*DIRECTION*.
Rewrite all of the data below, replacing every "drop one marker per instance" with "place one marker for each instance" and changing nothing else. Leave the pictures out of your answer.

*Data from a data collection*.
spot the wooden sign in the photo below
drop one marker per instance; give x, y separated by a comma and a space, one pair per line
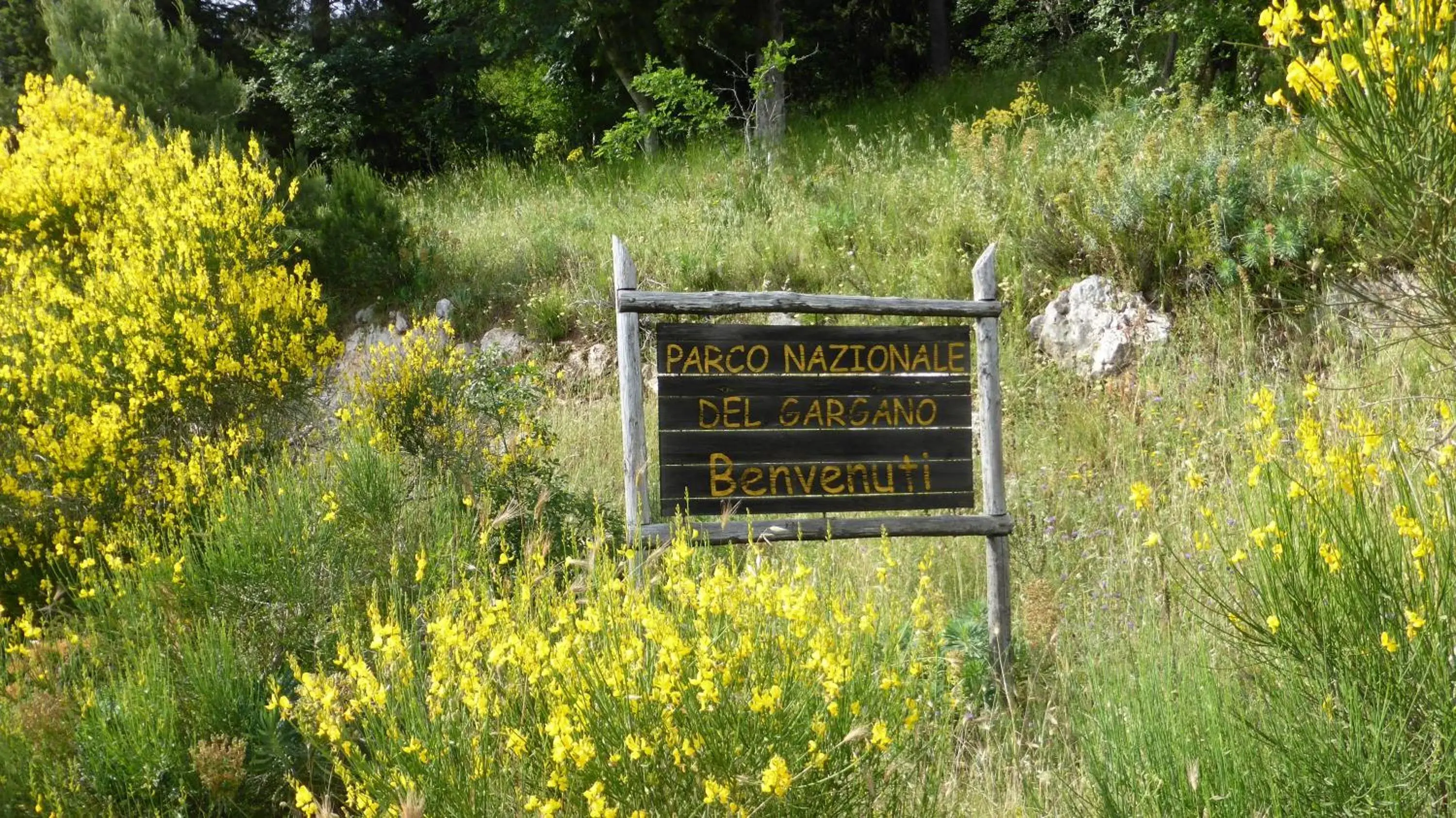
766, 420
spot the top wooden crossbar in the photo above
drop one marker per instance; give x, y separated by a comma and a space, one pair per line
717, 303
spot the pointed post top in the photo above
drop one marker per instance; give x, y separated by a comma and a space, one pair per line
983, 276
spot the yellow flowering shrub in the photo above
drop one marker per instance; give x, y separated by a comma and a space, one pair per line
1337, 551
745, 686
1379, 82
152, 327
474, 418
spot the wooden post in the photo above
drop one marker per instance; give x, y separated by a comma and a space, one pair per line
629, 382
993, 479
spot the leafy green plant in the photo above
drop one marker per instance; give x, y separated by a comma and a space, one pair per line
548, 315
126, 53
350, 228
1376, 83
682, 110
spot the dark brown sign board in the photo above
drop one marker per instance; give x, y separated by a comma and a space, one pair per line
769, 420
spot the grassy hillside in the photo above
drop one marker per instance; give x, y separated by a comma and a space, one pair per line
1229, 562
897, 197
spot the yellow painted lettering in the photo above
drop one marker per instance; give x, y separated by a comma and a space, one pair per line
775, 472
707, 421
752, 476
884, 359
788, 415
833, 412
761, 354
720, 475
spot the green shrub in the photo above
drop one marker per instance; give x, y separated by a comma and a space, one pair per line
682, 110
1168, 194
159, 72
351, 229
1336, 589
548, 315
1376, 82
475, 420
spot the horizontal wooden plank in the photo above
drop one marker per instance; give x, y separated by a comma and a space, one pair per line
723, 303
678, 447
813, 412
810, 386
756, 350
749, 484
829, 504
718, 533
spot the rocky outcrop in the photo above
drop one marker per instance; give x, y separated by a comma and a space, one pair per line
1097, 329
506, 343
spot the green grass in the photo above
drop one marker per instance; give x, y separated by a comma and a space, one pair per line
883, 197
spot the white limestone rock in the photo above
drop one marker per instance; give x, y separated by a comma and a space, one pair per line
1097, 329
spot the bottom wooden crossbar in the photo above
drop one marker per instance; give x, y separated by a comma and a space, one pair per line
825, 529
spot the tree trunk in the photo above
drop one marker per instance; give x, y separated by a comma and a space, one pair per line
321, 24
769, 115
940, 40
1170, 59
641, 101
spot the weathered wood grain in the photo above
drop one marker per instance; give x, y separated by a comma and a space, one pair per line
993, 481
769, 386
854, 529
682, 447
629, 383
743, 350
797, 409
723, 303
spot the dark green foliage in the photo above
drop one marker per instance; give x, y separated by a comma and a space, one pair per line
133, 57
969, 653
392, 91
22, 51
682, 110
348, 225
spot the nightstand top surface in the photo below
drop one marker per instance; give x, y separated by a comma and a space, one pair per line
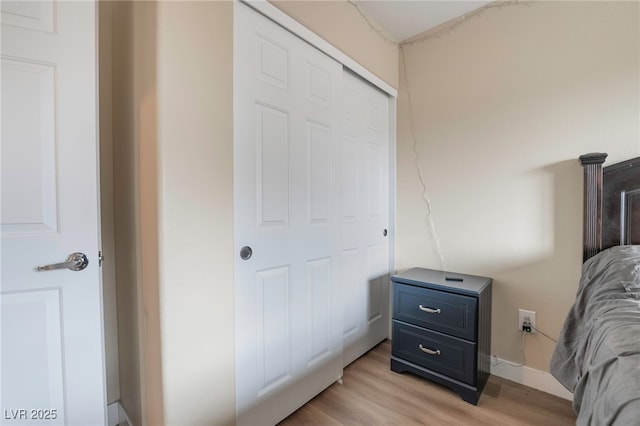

*SOLUTION FOR THIS EXERCISE*.
spot the wooden sign in the photo below
place one marker for each instance; give x, y separated by a comma and a space, one pair per line
766, 420
spot the top wooden crossbar in the photo above
place one marker for each instance; give x, y separated by a comma and a space, one pair per line
717, 303
spot the pointed post top in the photo above
place one marker for each instance; give x, y separated by a comma and a space, one pair per line
983, 276
spot the yellow flowering shrub in the photo above
place one marker for each instance; give x, y separated by a comma and a space, one pair per line
1337, 551
745, 686
1379, 82
152, 327
474, 418
spot the wooden post in the photo above
place one marker for each instance; give x, y separated by a comma and a space, one pair per line
629, 382
993, 479
spot the leafy green plant in the photo above
place one marker for each instance; give x, y separated by a comma and a space, one pair per line
548, 315
126, 53
350, 228
1376, 83
682, 110
spot the dark brown sign board in the photo above
place one marker for each instance; give x, y separated by a comma and a space, one pair per line
769, 420
spot the grassy hillside in the photo above
place one marker for each instance; give x, y separated by a comma and a space, one pair per line
1229, 562
897, 197
spot the yellow painted lettering in the photo above
place one marker for each instance; give x, y separated by a comma and a space, one pair per line
775, 472
707, 421
752, 476
884, 359
788, 415
833, 412
761, 354
720, 475
spot the green shrub in the photo above
place one marker for each instance; give x, y separated by a comma and a space, one pair per line
682, 110
1168, 194
159, 72
351, 229
1336, 589
548, 315
1376, 82
475, 420
spot the horizontal wooden plank in the photo above
place one marker for each instance; give x, y separated by a comma and a space, one pair per line
723, 303
678, 447
813, 412
810, 386
756, 350
749, 484
829, 504
718, 533
spot the rocky outcrop in the photo above
place one marker for each instance; give x, y separated by a comma and a space, one pair per line
1097, 329
506, 343
spot the green grass in the photo above
place one marker for each instance; give x, y separated by a comma and a space, one pair per line
883, 197
spot the white limestone rock in the photo above
place one marker for each instance; give x, y separated by a comma and a space, one pair per line
1097, 329
spot the bottom wooden crossbar in the photo above
place one marker for each instance; give x, y separated by a comma and a space, one pair per line
825, 529
spot the tree trunk in the photo above
place one marker for each instance; give x, y separated by a comma and a space, one pair per line
321, 24
769, 115
940, 40
1170, 59
641, 101
spot the weathered wood grain in the photo above
place one marker for each instance; give x, y separated by a comma and a space, one pair per line
993, 481
769, 386
854, 529
682, 447
629, 383
743, 350
797, 409
723, 303
spot the dark green foliage in the photo above
place one marker for each instance; give x, y separated by a comma and a space, one pair per line
133, 57
969, 653
392, 91
22, 51
682, 110
348, 225
spot the nightstand top surface in the photo below
place one marker for each instance; give x, y separated by a comma and a space, one pair per line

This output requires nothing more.